What can I say? By that I mean some combination of, what is meaningful for me to say? What is interesting to say? — And, importantly, what am I allowed to say?
”Allowed by whom”, you might ask. [a long pause] ”I am not sure”, I’d say, while inside my head a voice says: ”allowed by the regime”.
”What regime?!”, you ask, with some incredulity now. And now I really don’t know what to say for I don’t really even know what a regime means!
Wikipedia to the rescue. It defines a regime as ”sets of protocols and norms embedded either in institutions or institutionalized practices”, where these can be formal (e.g. states, universities, NHS trusts) or informal (e.g. a community of clinical academic leaders).
So I reply, ”Allowed by the norms and relationships that surround us, in the institutions and groups we represent – and serve. For I do take my agreement to serve as willingly given, and so I do feel committed not just to my own view but to the views we have agreed as a community.”

Questions:
#1 What examples of formal regimes does the essay on what one is allowed to say list?
#2 Put this sentence from the essay on what one is allowed to say into Spanish: "And now I really don’t know what to say for I don’t really even know what a regime means!"
#3 Carry on the essay on what one is allowed to say, picking up right after its last sentence.
The material that comes next is separate from the essay on what one is allowed to say.

Data shown:
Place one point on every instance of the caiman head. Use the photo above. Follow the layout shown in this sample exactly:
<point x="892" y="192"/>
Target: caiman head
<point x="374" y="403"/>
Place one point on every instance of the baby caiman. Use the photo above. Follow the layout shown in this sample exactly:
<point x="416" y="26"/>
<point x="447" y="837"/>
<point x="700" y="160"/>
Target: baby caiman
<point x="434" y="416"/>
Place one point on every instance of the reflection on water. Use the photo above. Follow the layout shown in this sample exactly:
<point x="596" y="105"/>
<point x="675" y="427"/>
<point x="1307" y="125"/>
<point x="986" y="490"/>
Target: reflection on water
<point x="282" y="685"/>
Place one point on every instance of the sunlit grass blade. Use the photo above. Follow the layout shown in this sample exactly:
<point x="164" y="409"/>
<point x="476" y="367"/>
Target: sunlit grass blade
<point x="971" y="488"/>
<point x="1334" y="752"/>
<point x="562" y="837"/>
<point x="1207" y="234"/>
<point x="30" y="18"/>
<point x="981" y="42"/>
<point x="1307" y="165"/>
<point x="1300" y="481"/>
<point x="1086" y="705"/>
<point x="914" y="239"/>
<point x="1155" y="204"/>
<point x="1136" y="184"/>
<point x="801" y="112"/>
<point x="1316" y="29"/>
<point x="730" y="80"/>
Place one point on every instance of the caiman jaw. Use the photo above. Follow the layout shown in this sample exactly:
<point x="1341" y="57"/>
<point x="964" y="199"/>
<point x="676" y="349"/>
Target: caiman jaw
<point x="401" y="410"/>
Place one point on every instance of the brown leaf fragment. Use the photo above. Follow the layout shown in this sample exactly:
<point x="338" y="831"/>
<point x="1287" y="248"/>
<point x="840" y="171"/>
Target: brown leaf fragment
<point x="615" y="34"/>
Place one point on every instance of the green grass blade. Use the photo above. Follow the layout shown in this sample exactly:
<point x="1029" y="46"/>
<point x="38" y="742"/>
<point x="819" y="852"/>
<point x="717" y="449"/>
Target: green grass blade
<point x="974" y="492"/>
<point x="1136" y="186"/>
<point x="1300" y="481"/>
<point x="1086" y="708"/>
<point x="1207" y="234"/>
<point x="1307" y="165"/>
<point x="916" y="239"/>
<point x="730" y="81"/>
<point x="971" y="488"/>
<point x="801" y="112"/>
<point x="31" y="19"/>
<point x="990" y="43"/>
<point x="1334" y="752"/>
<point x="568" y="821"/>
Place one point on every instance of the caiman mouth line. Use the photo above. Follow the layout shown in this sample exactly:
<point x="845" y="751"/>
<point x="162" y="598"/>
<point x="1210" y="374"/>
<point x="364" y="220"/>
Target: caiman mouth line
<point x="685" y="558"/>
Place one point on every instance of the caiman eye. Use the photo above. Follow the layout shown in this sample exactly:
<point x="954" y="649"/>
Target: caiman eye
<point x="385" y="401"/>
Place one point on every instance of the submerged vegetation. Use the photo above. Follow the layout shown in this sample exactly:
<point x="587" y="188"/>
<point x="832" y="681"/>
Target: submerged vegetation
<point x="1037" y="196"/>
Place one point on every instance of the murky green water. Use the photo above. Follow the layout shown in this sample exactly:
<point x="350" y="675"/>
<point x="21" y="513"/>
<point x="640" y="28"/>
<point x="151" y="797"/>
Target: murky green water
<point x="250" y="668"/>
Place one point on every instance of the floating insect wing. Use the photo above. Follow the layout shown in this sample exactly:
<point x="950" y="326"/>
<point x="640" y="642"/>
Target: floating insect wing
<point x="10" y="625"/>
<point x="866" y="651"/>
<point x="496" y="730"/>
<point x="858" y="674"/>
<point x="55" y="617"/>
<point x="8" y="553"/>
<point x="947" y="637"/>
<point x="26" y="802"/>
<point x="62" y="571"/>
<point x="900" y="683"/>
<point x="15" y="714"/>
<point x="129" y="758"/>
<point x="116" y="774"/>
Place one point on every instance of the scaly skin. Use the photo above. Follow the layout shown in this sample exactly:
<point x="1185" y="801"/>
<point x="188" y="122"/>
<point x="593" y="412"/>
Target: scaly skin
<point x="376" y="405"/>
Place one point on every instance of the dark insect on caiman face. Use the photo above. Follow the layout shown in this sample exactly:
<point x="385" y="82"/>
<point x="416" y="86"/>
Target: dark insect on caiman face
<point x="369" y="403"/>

Results:
#1 States, universities, and NHS trusts.

#2 ¡Y ahora de verdad no sé qué decir, porque ni siquiera sé realmente qué significa un régimen!

#3
You look long and hard. Say nothing. Not sure if I see it in you, or if it’s just my own voice. My inner voice makes a mental reply: ”yes, I know it looks like I’m just a puppet. But it’s not like that.”Outwards I say nothing. Saying is futile. Silence is better. And anyway, I know by now that it’s enough that I know what I am – am confident my judgement is solid.
Yet, a very rapid internal cycle of sense check. Just as a safety mechanisms. Yes, I’ve had to adapt, and yes it’s often a narrow path. But no I don’t feel it has made us conformist. I firmly feel I remain always honest. So I tick that box. Continue the safety check. Yes, I do still believe the best option is to work from within. Check that box too. End the cycle with a mental note to repeat the check again, in not too distant future. Just in case.
Cabinet responsibility. Support the motion. Or resing. Important to always be willing to walk away, give it all up. This seem (impossibly?) hard at times. But. It is also incredibly helpful. It makes speaking truth to power easy. For it’s that or to walk away. It’s acting conciously. Much consideration.
Important to be very clear on values. And how to enact them in everyday decisions and behaviours. To retain integrity. Fortunately, millions of small situations of practice over the years. How to keep thoughts straight, and to listen to feelings as well as the reason.
”What in the earth is all this?” you may eventually ask. A pause. Then, just to say something, I reply with one of many possible thoughts. Just to illustrate the internal struggle. ”No senior NMAHP has agreed to write on this blog, ever (if you are reading and willing – msg me!). Even when I’ve offered to keep them unidentifiable.” I shrug.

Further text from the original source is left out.